• Extract to read:

* START *

At Alaia, the high-waisted trousers took on a sculptural shape, and yet looked relaxed and sophisticated. The safari theme reigned supreme at Saint Laurent: cargo trousers were given a polished look with a belted and slim silhouette. This approach is evident with other major fashion houses like Dior and Chanel. With Dior, high-waisted trousers were tailored in luxurious fabrics such as silk and linen; Chanel’s Virginie Viard updated the house's classic aesthetic with high-waisted trousers that recalled Gabrielle Chanel’s penchant for 1930s sailor pants.

The enduring appeal of high-waisted trousers pervades fashion history, evolving in response to shifting cultural and aesthetic influences, and reflecting changing attitudes towards style, gender, and identity. It first gained popularity during the 1920s, an era marked by the rise of female emancipation, as women embraced a more liberated and casual approach to dressing.

* END *

• Exercise 1: Turn the lines of the listing, from the line with "Teacher note: indicate the trailer" up to and including the line with "point(252, 101)", into a Markdown table with a Row column for the row number and a Line column for the line itself. Leave out any blank lines.

Part of a data file:
* START *

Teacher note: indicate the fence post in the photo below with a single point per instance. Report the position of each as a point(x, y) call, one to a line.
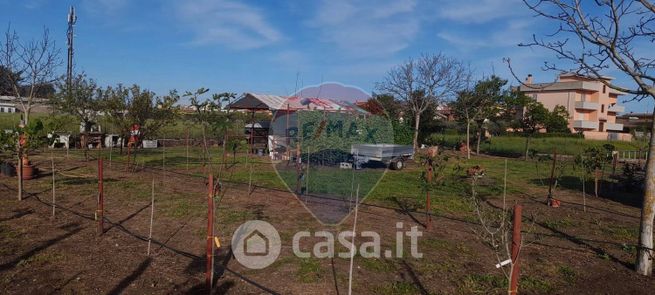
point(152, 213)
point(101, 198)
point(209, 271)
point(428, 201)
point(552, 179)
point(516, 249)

* END *
* START *

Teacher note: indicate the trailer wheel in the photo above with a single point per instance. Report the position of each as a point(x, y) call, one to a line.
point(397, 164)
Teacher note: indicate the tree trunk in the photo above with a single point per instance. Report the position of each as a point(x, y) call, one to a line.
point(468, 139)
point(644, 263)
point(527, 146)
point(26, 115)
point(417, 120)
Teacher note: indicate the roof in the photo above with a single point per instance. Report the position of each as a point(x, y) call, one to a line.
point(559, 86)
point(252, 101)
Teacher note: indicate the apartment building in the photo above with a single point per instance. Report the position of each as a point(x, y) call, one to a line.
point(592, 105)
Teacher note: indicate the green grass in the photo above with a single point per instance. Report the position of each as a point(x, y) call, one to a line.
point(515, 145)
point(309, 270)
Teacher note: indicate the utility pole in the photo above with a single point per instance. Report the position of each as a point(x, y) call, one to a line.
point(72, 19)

* END *
* START *

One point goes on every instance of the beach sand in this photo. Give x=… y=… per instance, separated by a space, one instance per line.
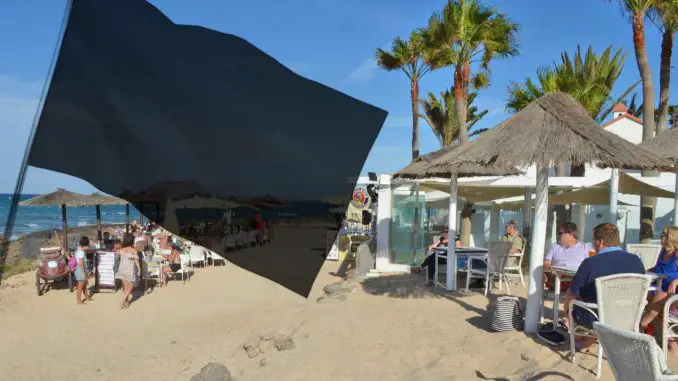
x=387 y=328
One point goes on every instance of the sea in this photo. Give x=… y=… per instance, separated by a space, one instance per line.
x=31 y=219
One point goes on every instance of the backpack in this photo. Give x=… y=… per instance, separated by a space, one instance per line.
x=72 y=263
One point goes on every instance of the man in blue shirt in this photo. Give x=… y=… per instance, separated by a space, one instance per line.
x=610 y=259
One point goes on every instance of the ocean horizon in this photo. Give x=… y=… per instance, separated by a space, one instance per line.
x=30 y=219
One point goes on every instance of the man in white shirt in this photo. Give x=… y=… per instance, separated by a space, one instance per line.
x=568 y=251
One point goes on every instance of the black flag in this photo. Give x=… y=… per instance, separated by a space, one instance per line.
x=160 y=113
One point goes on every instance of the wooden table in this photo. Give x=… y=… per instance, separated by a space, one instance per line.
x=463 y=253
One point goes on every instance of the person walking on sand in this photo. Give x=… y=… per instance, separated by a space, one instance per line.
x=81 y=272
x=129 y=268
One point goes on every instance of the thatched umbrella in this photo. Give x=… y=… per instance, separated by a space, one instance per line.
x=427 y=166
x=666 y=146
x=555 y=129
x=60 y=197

* END *

• Exercise 2: Go on with the passage about high-waisted trousers, picking up right after its final sentence.

• Exercise result 1:
| Row | Line |
|---|---|
| 1 | Teacher note: indicate the trailer wheel in the photo above with a single point per instance. Report the position of each as a point(x, y) call, one to a line. |
| 2 | point(397, 164) |
| 3 | Teacher note: indicate the tree trunk in the photo above with a single point per instance. Report the position of each as a point(x, y) call, one to a line. |
| 4 | point(468, 139) |
| 5 | point(644, 263) |
| 6 | point(527, 146) |
| 7 | point(26, 115) |
| 8 | point(417, 120) |
| 9 | Teacher note: indicate the roof in the photo above with a single point per instance. Report the position of each as a point(x, y) call, one to a line. |
| 10 | point(559, 86) |
| 11 | point(252, 101) |

• Exercise result 2:
The high-waisted trousers experienced another feminist revival in the 1980s. This time, it was associated with power dressing – exaggerated tailoring, pleats, boulder shoulders, and block heels were style du jour. The excess eventually faded off into the minimalist 1990s.

Whether retro-inspired or sleekly modernist, high- waisted trousers remain a wardrobe essential today. They are flattering on almost any shape or size by lengthening the silhouette (a high heel is a must!), and in turn, creating a more balanced proportion and endowing one with a “snatched” waist.